GIVEN INSTRUCTION:
Change every occurrence of "tag" to "mark" throughout the records below. Reproduce the records with nothing else altered.

##############################

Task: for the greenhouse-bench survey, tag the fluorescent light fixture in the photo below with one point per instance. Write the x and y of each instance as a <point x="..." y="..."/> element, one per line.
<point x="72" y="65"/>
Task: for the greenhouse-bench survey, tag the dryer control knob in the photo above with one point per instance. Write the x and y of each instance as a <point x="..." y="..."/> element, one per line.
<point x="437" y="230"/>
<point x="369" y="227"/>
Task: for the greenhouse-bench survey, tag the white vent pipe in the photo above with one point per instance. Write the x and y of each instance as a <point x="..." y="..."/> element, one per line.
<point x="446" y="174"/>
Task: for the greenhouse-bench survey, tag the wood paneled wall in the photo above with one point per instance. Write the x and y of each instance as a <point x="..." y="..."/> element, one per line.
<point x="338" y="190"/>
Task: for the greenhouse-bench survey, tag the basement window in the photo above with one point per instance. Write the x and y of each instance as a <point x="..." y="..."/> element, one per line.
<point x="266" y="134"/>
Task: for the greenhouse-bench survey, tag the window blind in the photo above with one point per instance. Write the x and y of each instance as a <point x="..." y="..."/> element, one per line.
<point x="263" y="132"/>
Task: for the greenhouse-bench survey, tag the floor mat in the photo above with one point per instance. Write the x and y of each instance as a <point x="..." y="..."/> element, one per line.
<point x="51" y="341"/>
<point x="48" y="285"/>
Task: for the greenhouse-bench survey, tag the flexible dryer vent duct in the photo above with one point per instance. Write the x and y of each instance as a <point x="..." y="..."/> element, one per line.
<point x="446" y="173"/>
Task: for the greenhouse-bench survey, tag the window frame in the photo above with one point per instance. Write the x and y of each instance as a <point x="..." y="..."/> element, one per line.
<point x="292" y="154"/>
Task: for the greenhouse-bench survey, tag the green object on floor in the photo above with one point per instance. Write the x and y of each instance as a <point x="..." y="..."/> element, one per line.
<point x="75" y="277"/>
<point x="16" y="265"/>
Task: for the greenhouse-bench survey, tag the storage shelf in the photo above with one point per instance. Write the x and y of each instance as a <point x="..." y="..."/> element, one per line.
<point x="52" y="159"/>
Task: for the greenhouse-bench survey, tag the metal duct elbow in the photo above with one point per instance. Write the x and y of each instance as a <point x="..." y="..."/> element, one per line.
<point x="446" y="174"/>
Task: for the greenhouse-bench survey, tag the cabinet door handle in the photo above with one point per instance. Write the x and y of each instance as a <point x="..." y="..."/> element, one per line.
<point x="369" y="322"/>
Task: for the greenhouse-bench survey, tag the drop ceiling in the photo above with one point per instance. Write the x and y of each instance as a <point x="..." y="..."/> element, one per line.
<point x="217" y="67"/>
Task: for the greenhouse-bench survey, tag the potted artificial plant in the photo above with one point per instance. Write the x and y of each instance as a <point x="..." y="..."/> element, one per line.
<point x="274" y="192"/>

##############################

THE RESPONSE:
Task: for the greenhouse-bench survey, mark the fluorescent light fixture in the photo below with one point per instance. Write the x and y of each instance as a <point x="..." y="..."/> element, one per line.
<point x="72" y="65"/>
Task: for the greenhouse-bench survey, mark the dryer control knob in the photo above with one point per instance. Write the x and y of each instance as a <point x="..." y="..."/> element, one per line.
<point x="437" y="230"/>
<point x="369" y="227"/>
Task: for the greenhouse-bench survey, mark the white vent pipe in the photo above with one point per instance. Write the x and y of each instance as a <point x="..." y="..."/> element, one per line.
<point x="446" y="174"/>
Task: for the greenhouse-bench survey, mark the wood paneled wall in the photo above with one point per instance. Write the x and y of each instance as a <point x="..." y="..."/> element, one per line.
<point x="338" y="190"/>
Task: for the greenhouse-bench survey, mark the basement window in the photo above with one point per instance. Write the x and y of each instance as a <point x="..." y="..."/> element, one per line.
<point x="266" y="134"/>
Task: for the greenhouse-bench survey, mark the window blind in the photo above with one point per instance. Write the x and y of each instance as a <point x="..." y="..."/> element, one per line.
<point x="263" y="132"/>
Task: for the greenhouse-bench survey, mark the floor mat in the photo above with one point per instance. Write the x and y of each instance as a <point x="..." y="..."/> element, one per line.
<point x="51" y="341"/>
<point x="48" y="285"/>
Task: for the greenhouse-bench survey, mark the flexible dryer vent duct in the photo above with one point per instance. Write the x and y of each instance as a <point x="..." y="..."/> element, one per line.
<point x="446" y="173"/>
Task: for the greenhouse-bench survey, mark the window frame in the photo above with one point per instance. Write the x and y of each instance as a <point x="..." y="..."/> element, one per line.
<point x="292" y="154"/>
Task: for the greenhouse-bench survey, mark the green object on floor in the photo above with one point per instance. Write the x and y of each instance as a <point x="..." y="..."/> element, one per line.
<point x="75" y="277"/>
<point x="16" y="265"/>
Task: for the greenhouse-bench survey, mark the storage shelf in the photo above with one point per instance. Write the x and y of each instance as a <point x="..." y="..."/> element, one per line.
<point x="52" y="159"/>
Task: for the greenhouse-bench survey, mark the metal duct elbow in the photo above with one point per instance. Write the x and y of each instance as a <point x="..." y="..."/> element, one per line.
<point x="446" y="174"/>
Task: for the greenhouse-bench survey, mark the cabinet door handle in the photo above with one point per instance. Write the x and y of each instance as a <point x="..." y="..."/> element, one per line.
<point x="369" y="322"/>
Task: for the greenhouse-bench survey, mark the drop ceiling in the photo above with one point per instance. Write the x and y of each instance as a <point x="..." y="..."/> element, one per line.
<point x="217" y="67"/>
Task: for the greenhouse-bench survey, mark the potted artificial plant in the photo above with one point per instance. Write the x and y of each instance as a <point x="..." y="..."/> element, one per line.
<point x="274" y="192"/>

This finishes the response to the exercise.